Supplied entries:
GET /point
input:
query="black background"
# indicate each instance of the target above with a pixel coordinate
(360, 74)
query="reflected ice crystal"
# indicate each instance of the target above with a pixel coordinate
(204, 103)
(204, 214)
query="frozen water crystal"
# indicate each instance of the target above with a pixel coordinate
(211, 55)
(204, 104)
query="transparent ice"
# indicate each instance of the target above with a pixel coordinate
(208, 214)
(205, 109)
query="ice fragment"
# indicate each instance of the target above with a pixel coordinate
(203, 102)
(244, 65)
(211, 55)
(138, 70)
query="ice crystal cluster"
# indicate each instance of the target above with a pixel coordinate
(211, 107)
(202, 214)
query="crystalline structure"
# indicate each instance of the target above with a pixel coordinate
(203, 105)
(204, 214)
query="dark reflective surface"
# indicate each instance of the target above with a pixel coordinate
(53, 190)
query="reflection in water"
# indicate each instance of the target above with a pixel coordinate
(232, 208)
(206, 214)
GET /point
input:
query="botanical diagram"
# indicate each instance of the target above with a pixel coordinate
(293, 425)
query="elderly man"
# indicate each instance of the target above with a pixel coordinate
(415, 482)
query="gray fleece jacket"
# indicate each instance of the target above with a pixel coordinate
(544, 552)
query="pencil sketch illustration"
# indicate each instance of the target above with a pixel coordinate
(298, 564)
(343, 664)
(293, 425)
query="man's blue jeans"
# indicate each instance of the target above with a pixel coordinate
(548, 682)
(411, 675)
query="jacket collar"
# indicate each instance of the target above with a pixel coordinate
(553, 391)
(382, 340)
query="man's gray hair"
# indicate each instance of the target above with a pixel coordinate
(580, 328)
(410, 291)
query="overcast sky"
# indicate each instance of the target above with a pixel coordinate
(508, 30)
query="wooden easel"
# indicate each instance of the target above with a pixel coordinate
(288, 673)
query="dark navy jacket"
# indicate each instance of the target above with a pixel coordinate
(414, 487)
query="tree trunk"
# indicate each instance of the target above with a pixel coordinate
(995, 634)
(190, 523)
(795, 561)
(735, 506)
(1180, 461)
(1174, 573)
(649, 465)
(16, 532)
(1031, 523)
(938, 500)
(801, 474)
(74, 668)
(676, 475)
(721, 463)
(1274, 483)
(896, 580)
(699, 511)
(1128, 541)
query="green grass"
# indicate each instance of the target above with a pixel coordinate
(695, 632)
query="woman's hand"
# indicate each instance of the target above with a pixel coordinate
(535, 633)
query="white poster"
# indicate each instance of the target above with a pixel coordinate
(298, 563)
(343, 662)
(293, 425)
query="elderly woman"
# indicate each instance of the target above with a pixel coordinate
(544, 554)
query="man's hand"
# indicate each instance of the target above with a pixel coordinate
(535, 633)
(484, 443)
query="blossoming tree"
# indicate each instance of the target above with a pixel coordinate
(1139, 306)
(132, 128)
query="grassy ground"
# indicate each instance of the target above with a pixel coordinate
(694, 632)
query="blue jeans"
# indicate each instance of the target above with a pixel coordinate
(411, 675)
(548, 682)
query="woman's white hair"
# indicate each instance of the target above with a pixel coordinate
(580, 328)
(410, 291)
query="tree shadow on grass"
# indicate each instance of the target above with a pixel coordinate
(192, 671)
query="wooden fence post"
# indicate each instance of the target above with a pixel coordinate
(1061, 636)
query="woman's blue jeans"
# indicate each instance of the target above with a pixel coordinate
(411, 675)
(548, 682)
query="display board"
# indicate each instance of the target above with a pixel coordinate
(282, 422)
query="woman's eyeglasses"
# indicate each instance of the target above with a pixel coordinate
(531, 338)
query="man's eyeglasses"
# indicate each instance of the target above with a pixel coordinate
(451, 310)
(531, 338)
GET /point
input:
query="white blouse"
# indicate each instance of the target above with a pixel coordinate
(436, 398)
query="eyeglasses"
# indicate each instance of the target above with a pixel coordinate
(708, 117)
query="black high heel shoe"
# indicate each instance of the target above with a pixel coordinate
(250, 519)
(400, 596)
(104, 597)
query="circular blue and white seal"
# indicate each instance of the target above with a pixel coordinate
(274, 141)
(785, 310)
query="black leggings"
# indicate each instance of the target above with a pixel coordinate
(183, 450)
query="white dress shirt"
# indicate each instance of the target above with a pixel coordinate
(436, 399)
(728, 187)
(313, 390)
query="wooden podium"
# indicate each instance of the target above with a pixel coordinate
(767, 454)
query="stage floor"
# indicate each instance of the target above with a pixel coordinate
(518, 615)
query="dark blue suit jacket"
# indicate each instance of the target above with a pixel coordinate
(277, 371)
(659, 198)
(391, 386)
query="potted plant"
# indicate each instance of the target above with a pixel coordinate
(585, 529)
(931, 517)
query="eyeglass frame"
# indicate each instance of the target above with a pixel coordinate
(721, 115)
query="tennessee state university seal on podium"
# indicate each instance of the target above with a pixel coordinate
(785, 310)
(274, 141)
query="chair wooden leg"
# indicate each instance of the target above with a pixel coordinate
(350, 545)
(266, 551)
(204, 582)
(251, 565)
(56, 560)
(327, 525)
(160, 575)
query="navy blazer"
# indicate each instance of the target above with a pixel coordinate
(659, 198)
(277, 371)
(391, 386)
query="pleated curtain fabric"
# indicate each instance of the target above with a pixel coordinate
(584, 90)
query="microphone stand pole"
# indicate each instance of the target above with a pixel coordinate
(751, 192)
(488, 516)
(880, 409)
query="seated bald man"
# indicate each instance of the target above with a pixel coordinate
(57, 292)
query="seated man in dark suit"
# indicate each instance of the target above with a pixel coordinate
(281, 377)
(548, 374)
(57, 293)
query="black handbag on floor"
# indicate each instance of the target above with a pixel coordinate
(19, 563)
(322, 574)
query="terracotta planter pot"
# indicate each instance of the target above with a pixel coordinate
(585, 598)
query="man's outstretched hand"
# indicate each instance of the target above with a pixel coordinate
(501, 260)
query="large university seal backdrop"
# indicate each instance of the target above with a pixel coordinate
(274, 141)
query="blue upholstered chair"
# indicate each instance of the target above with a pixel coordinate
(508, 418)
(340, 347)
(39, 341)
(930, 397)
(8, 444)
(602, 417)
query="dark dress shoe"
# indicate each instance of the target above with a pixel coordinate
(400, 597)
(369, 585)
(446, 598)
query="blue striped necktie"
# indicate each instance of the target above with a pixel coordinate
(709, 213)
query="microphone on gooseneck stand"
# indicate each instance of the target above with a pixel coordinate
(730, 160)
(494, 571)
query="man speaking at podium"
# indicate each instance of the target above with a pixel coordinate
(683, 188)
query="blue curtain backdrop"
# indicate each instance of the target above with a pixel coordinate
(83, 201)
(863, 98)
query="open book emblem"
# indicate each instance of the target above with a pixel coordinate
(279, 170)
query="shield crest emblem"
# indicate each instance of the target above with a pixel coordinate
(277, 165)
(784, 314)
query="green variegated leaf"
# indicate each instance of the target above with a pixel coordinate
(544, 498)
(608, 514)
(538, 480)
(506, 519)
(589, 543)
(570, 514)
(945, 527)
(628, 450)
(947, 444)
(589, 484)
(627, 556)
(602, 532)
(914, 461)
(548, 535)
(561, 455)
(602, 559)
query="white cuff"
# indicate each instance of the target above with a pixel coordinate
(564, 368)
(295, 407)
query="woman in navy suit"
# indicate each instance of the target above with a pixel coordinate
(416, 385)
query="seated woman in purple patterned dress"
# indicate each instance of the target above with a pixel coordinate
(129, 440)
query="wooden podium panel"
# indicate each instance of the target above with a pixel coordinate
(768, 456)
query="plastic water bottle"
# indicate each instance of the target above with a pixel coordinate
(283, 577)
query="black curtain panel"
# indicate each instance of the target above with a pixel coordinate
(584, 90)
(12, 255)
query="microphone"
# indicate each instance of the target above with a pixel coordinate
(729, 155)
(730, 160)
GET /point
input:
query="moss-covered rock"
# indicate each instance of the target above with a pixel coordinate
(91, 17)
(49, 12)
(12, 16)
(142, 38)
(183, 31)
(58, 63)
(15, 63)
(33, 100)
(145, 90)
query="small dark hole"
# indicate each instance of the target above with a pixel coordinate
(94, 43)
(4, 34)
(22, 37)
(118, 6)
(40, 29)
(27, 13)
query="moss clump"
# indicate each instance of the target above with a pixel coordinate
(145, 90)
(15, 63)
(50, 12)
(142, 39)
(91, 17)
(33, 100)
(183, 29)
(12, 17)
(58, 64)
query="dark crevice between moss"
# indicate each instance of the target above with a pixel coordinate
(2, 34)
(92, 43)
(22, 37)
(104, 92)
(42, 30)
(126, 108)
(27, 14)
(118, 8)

Task item: Counting only lines above that contain the string "tree", report how many there are and write nothing further.

Task answer: 3